EXTRACT PROVIDED:
:::::

UK health officials appear to have messed up big time.
Rumors spread on Monday morning that the UK National Health Service's Test and Trace team, an outsourced service created in May to track and help prevent COVID-19 in the country, bungled their reported figures due to an easily avoided Excel mishap. The story was later confirmed by the BBC.
Team members used an old Microsoft Excel file format known as XLS to track tens of thousands of COVID-19 cases in the country.
The XLS file format — which was created over 30 years ago and was superseded in 2007 — can only handle about 65,000 rows of data. Other formats are capable of well over a million.
That means 15,841 confirmed COVID-19 cases were unaccounted for between September 25 and October 2, according to the BBC. That's about eight days of incomplete data.
"Excel was always meant for people mucking around with a bunch of data for their small company to see what it looked like," Jon Crowcroft, University of Cambridge professor, told the BBC.

:::::

(Region pointing data)
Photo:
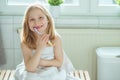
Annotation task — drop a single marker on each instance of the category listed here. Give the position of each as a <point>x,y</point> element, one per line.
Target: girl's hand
<point>42,41</point>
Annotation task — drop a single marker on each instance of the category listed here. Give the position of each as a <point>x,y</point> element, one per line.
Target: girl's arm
<point>58,55</point>
<point>31,61</point>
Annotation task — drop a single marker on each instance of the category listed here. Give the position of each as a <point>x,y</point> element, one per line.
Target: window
<point>104,7</point>
<point>69,7</point>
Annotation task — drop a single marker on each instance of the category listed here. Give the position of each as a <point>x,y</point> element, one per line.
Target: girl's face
<point>36,18</point>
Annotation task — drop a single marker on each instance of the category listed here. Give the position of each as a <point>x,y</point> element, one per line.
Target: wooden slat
<point>7,75</point>
<point>12,74</point>
<point>86,75</point>
<point>2,74</point>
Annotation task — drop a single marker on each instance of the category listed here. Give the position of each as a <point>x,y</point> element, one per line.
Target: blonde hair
<point>28,36</point>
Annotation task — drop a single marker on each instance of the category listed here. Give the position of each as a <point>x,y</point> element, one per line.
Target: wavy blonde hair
<point>28,36</point>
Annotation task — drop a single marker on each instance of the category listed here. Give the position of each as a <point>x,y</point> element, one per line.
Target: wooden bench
<point>8,74</point>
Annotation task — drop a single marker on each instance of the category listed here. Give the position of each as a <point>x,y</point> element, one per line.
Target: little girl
<point>41,60</point>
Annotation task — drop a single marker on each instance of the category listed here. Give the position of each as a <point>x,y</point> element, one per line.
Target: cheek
<point>30,25</point>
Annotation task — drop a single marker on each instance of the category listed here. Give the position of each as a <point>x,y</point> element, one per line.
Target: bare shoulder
<point>58,39</point>
<point>25,48</point>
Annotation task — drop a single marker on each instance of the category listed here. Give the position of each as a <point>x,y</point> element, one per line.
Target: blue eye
<point>32,19</point>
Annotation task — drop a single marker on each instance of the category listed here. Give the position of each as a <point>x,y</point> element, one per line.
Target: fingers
<point>44,38</point>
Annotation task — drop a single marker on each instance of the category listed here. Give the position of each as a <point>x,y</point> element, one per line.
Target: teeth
<point>35,29</point>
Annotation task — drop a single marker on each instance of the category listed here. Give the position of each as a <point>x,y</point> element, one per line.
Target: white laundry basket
<point>108,63</point>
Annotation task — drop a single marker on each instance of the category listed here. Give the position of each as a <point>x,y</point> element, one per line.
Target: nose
<point>37,22</point>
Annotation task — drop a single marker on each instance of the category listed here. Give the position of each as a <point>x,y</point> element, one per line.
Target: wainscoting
<point>79,45</point>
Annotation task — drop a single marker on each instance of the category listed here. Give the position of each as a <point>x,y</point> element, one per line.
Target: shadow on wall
<point>2,52</point>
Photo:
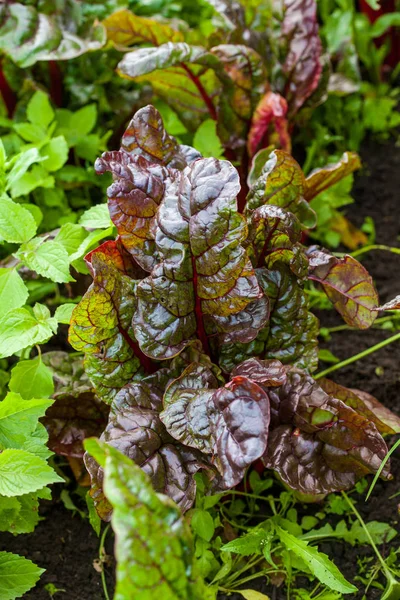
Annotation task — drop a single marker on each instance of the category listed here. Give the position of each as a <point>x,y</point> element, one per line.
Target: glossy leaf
<point>321,179</point>
<point>318,444</point>
<point>28,36</point>
<point>302,66</point>
<point>204,275</point>
<point>101,322</point>
<point>282,184</point>
<point>269,125</point>
<point>154,548</point>
<point>348,286</point>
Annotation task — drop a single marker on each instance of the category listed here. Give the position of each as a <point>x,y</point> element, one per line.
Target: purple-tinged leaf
<point>124,28</point>
<point>302,66</point>
<point>348,286</point>
<point>318,444</point>
<point>101,323</point>
<point>281,184</point>
<point>269,125</point>
<point>204,273</point>
<point>321,179</point>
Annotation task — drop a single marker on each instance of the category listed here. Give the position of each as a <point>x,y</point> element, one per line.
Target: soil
<point>66,546</point>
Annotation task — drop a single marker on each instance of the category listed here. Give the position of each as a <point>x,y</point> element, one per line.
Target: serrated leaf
<point>13,291</point>
<point>22,472</point>
<point>318,563</point>
<point>17,225</point>
<point>32,379</point>
<point>17,575</point>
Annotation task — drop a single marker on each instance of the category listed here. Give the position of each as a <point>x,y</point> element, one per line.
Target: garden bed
<point>65,544</point>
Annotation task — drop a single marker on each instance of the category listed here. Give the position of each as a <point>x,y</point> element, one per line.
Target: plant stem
<point>356,357</point>
<point>101,552</point>
<point>375,247</point>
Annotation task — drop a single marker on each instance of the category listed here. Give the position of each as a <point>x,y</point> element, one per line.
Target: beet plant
<point>196,328</point>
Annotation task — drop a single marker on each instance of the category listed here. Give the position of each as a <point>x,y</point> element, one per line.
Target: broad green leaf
<point>153,541</point>
<point>39,110</point>
<point>202,524</point>
<point>63,313</point>
<point>17,225</point>
<point>32,379</point>
<point>96,217</point>
<point>13,291</point>
<point>50,260</point>
<point>22,472</point>
<point>17,575</point>
<point>20,329</point>
<point>55,153</point>
<point>71,236</point>
<point>19,421</point>
<point>318,563</point>
<point>206,140</point>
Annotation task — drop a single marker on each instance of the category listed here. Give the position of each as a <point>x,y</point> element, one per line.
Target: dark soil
<point>66,546</point>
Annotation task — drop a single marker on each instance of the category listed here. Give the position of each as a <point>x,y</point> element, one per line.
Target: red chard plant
<point>196,329</point>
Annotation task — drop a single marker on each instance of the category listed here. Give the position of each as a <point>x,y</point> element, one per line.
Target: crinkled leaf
<point>348,286</point>
<point>318,563</point>
<point>204,274</point>
<point>321,179</point>
<point>282,184</point>
<point>101,322</point>
<point>124,28</point>
<point>302,67</point>
<point>153,542</point>
<point>182,75</point>
<point>28,36</point>
<point>318,444</point>
<point>291,333</point>
<point>269,125</point>
<point>17,575</point>
<point>365,404</point>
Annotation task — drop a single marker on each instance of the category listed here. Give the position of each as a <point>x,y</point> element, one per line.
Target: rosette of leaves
<point>196,324</point>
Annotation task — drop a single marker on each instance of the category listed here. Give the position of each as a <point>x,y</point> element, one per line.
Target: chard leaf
<point>318,562</point>
<point>303,66</point>
<point>182,75</point>
<point>124,28</point>
<point>321,179</point>
<point>290,335</point>
<point>318,444</point>
<point>101,322</point>
<point>348,286</point>
<point>269,125</point>
<point>151,537</point>
<point>17,575</point>
<point>282,184</point>
<point>204,275</point>
<point>28,36</point>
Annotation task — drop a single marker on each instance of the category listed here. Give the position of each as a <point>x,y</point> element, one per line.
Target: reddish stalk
<point>207,100</point>
<point>144,360</point>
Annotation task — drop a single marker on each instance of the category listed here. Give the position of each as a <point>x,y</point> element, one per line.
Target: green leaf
<point>19,421</point>
<point>20,329</point>
<point>96,217</point>
<point>17,225</point>
<point>206,140</point>
<point>56,153</point>
<point>39,110</point>
<point>71,237</point>
<point>318,563</point>
<point>13,291</point>
<point>22,472</point>
<point>63,313</point>
<point>32,379</point>
<point>50,260</point>
<point>17,575</point>
<point>203,524</point>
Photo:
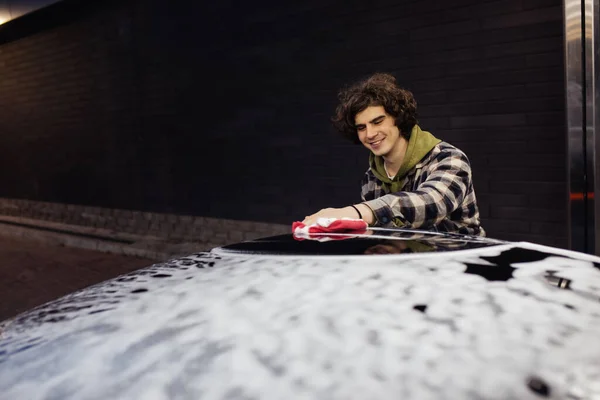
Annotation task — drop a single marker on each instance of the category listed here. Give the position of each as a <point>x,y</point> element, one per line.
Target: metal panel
<point>574,81</point>
<point>590,123</point>
<point>594,166</point>
<point>581,92</point>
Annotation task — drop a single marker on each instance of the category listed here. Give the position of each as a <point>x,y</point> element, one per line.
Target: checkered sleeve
<point>442,192</point>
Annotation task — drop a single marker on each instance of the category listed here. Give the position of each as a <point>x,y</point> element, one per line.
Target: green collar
<point>420,143</point>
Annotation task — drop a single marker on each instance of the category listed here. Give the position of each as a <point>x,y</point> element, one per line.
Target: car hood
<point>510,320</point>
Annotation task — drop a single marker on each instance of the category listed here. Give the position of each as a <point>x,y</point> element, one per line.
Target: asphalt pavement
<point>33,273</point>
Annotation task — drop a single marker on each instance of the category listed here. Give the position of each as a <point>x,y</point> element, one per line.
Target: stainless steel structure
<point>11,9</point>
<point>581,81</point>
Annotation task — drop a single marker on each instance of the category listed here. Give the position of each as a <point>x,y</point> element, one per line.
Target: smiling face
<point>378,132</point>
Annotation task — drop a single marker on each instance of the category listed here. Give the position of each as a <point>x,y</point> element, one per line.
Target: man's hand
<point>346,212</point>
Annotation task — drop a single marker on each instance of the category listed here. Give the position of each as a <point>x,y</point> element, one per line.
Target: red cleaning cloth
<point>329,225</point>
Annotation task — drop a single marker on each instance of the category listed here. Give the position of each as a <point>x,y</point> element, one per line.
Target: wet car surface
<point>384,314</point>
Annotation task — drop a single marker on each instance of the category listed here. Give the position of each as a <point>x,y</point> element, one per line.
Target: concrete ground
<point>33,273</point>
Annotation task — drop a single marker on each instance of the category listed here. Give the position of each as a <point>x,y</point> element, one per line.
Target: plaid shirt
<point>438,195</point>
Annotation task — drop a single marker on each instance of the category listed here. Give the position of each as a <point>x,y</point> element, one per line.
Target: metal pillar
<point>581,81</point>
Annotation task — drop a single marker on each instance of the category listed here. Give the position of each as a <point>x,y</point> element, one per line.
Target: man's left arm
<point>437,197</point>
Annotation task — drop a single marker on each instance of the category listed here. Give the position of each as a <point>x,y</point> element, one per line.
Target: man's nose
<point>371,132</point>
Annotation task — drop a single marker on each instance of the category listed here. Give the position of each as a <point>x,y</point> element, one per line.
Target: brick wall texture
<point>222,110</point>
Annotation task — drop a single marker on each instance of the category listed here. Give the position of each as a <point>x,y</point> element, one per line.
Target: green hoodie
<point>420,143</point>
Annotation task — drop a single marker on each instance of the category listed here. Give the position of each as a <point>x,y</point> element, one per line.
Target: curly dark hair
<point>379,89</point>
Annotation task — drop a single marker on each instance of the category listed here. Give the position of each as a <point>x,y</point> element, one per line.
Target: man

:::::

USING THE INFORMATION:
**1.** List every calendar date, month, or year mentioned in the article on the UK's COVID-19 Excel error.
**2.** Continue the article on the UK's COVID-19 Excel error from where it stops.

RESULTS:
**1.**
May
2007
September 25
October 2

**2.**
"And then when you need to do something more serious, you build something bespoke that works — there's dozens of other things you could do," he added. "But you wouldn't use XLS. Nobody would start with that."
It's not a good look, especially considering that the UK government set aside almost $13 billion of taxpayer money for England's test and trace system in July. And the opposition in Parliament is fuming.
"Thousands of people [were] blissfully unaware they've been exposed to COVID, potentially spreading this deadly virus at a time when hospital admissions are increasing," Labour's shadow health secretary Jonathan Ashworth told the House of Commons.
"This isn't just a shambles," he added. "It's so much worse."